PROBLEM DESCRIPTION
Express everything below from the line containing "of the stained" down to the line containing "<point>14,61</point>", both ends included, as a two-column CSV headed instruction and answer, with one row per instruction. Put each field in quotation marks and replace any line breaks inside it with spaces.

DATA LISTING
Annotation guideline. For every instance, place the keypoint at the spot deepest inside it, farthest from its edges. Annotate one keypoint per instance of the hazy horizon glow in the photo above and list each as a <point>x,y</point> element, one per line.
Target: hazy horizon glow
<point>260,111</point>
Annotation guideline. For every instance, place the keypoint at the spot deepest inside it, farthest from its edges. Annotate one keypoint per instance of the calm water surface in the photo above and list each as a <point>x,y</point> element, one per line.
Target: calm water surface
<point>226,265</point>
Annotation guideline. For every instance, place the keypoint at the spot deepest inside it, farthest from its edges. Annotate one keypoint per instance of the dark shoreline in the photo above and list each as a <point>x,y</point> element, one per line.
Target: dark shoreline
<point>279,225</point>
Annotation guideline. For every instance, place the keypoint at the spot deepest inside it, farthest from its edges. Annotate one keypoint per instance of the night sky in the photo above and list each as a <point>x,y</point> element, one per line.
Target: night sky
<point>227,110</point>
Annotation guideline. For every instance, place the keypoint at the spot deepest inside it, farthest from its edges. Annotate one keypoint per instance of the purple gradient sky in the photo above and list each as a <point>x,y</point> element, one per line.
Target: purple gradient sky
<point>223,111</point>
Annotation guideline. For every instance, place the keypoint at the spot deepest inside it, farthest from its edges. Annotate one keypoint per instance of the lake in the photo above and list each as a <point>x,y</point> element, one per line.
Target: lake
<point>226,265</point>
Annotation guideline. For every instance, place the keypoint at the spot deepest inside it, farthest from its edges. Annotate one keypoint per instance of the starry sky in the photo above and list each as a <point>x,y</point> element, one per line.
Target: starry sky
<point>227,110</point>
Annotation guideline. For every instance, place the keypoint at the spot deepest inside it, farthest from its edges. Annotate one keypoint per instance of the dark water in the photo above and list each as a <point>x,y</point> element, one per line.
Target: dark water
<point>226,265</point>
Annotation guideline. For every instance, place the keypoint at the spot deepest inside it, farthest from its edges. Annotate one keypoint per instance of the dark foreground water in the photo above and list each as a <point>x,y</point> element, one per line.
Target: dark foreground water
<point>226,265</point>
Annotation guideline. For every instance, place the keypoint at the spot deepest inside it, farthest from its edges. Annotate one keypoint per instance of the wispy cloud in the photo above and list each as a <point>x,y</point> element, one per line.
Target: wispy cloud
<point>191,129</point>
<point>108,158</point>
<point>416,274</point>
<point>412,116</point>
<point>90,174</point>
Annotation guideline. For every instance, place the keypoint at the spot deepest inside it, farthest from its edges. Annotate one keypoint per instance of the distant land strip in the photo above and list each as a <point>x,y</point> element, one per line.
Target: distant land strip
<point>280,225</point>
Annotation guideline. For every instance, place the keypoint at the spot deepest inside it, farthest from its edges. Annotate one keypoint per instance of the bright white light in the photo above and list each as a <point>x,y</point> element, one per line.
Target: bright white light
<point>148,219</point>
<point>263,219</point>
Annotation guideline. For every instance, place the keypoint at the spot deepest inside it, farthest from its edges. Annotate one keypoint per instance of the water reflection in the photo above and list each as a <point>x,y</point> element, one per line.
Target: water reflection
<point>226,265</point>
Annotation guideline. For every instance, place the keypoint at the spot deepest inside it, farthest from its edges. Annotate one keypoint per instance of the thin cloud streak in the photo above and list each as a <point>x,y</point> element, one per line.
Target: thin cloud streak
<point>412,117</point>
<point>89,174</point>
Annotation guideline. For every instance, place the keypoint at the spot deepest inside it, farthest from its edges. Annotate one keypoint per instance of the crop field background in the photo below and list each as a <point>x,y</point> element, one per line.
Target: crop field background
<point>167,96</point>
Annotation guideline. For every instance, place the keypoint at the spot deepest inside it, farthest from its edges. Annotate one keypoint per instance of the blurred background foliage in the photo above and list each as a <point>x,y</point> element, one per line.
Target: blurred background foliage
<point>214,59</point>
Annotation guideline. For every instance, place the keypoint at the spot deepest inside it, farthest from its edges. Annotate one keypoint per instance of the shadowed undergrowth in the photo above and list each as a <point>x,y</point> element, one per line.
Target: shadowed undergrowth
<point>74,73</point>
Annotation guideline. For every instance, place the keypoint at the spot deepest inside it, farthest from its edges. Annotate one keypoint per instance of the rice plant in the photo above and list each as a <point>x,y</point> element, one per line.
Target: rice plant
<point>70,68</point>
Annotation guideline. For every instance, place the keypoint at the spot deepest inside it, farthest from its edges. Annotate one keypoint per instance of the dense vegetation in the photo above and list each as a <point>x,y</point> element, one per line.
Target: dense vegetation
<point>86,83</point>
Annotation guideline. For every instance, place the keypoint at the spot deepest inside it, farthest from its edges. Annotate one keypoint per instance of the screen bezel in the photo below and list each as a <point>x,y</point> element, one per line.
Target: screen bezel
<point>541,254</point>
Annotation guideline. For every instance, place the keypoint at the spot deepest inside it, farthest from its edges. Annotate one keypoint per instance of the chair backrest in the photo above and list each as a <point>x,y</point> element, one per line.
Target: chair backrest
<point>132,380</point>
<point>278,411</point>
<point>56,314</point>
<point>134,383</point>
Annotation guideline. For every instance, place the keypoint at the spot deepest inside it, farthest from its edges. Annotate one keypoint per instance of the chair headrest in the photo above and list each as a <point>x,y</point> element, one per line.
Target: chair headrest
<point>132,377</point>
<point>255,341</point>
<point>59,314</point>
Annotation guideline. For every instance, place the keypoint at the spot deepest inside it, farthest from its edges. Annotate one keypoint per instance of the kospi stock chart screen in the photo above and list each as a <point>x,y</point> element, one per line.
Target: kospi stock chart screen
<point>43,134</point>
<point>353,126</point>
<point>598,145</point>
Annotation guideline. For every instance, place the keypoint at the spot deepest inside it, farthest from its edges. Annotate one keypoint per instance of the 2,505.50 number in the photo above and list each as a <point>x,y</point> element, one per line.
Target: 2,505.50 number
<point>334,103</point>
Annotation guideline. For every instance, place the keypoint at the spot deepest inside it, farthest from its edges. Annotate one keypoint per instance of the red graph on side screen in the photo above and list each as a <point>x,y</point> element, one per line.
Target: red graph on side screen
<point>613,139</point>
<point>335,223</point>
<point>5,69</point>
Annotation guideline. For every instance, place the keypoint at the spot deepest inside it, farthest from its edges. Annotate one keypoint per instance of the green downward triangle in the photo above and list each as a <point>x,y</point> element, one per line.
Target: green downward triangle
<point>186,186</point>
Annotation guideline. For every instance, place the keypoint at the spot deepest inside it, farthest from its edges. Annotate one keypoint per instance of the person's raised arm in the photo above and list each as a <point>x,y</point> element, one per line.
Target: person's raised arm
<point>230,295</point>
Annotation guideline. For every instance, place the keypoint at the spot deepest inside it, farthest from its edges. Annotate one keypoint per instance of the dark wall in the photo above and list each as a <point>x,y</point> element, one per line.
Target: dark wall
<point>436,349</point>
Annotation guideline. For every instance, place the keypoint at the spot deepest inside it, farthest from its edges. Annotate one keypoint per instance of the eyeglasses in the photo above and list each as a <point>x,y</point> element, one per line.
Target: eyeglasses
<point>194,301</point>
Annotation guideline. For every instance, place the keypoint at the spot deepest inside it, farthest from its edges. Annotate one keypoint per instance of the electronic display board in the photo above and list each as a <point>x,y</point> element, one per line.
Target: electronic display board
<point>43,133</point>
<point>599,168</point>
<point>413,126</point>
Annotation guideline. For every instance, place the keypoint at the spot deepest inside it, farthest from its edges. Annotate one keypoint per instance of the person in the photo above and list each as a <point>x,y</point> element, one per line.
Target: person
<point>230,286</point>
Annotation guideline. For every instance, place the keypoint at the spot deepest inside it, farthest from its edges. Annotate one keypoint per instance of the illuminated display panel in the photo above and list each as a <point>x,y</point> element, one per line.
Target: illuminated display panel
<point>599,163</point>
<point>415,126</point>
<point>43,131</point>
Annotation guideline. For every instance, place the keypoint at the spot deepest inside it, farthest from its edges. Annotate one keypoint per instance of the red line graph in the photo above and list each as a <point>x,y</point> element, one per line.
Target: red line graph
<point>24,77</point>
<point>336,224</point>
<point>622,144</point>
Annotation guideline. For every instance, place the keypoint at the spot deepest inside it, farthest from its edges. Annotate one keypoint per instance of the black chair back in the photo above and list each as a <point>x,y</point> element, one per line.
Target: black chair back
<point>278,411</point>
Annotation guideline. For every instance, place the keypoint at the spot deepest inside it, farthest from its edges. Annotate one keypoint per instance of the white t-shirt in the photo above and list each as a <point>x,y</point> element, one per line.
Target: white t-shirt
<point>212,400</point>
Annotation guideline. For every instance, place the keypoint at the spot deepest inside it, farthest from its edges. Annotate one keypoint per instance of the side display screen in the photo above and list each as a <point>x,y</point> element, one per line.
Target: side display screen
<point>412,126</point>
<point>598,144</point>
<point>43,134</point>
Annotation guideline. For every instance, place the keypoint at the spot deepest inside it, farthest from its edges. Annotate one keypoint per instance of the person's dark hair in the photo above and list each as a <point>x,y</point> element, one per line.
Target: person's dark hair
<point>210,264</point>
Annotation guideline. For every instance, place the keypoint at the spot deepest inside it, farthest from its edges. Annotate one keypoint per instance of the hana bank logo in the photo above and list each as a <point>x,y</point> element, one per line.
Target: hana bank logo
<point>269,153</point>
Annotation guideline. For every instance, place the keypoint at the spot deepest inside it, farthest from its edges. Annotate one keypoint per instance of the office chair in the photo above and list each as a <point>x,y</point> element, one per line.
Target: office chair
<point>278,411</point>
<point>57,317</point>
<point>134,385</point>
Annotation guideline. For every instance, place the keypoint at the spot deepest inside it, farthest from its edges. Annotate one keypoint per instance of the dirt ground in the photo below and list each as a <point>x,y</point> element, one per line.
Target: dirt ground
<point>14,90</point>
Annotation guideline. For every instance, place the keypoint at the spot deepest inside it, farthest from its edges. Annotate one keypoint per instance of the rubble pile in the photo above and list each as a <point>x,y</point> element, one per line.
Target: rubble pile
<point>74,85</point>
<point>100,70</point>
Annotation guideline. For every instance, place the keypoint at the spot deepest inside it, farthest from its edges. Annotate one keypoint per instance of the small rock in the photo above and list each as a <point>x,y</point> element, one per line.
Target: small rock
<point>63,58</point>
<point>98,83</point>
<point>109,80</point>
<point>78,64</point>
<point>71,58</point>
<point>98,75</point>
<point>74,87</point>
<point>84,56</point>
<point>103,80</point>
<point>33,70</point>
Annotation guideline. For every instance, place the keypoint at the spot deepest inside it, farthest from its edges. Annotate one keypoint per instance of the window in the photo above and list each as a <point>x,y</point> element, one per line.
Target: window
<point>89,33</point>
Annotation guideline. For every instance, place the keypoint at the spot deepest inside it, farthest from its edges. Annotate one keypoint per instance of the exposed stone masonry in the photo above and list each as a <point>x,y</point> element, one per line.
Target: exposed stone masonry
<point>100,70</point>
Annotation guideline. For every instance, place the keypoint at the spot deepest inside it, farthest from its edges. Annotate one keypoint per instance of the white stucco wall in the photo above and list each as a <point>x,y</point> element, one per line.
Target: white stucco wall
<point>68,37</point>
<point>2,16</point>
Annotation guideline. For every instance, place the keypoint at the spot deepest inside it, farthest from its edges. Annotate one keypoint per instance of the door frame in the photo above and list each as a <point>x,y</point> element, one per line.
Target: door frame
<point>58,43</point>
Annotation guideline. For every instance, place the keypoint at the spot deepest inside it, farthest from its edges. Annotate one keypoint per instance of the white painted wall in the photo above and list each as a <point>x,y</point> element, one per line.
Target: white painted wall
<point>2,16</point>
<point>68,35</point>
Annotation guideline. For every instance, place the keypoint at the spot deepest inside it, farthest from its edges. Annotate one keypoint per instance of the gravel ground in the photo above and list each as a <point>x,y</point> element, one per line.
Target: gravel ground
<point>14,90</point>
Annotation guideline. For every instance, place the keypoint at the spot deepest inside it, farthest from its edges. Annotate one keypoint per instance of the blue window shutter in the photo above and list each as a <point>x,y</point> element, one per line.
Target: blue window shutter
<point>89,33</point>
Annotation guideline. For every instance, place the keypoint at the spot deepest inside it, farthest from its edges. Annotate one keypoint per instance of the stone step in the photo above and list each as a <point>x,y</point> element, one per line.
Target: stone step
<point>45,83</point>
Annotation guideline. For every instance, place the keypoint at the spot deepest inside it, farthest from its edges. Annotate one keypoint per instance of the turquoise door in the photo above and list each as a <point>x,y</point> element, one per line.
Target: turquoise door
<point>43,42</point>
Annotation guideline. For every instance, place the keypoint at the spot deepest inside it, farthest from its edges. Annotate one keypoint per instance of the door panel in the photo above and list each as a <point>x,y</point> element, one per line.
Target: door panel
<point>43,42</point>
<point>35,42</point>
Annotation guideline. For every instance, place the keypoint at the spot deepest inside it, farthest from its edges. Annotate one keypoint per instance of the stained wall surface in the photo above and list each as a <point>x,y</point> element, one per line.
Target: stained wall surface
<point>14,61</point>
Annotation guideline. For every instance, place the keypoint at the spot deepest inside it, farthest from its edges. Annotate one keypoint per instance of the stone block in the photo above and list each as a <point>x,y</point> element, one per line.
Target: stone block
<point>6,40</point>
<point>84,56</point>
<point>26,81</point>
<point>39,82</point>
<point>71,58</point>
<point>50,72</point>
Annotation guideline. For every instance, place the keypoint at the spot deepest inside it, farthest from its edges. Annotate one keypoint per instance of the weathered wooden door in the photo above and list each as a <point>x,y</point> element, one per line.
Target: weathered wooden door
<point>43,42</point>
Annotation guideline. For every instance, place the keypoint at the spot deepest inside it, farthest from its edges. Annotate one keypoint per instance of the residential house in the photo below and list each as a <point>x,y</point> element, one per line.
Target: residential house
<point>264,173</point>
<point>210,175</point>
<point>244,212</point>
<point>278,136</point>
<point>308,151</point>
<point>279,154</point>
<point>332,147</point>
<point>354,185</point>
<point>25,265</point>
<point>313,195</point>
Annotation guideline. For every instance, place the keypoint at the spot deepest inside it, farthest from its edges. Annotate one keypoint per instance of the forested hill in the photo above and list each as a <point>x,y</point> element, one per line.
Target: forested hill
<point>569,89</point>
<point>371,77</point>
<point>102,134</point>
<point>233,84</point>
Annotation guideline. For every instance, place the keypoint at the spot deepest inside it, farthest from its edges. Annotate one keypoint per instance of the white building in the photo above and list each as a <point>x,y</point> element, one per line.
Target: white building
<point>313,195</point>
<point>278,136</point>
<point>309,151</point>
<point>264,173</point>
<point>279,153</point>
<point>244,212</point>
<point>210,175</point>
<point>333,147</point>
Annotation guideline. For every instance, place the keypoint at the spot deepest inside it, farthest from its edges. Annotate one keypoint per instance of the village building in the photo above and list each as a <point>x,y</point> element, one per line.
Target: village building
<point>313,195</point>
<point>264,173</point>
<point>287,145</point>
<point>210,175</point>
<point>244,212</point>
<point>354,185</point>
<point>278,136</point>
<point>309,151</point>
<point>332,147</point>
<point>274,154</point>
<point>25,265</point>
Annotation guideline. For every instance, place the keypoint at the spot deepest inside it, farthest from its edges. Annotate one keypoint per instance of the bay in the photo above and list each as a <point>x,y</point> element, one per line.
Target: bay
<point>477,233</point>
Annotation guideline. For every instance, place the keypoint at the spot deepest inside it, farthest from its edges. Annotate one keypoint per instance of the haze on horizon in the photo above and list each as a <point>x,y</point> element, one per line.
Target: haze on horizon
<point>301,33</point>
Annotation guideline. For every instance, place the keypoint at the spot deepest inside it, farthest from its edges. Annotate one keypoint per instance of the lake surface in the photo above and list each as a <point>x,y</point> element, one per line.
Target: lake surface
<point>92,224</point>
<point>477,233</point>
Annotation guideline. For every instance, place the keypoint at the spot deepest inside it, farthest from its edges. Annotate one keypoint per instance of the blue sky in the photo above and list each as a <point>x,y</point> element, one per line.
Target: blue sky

EXPECTED ANSWER
instruction,answer
"Annotation guideline. For every instance, place the keypoint at the spot deepest inside it, farthest from its edges. Annotate one keypoint per instance of the stained wall surface in the photo above and list each as a <point>x,y</point> element, one per line. Target: stained wall surface","<point>14,61</point>"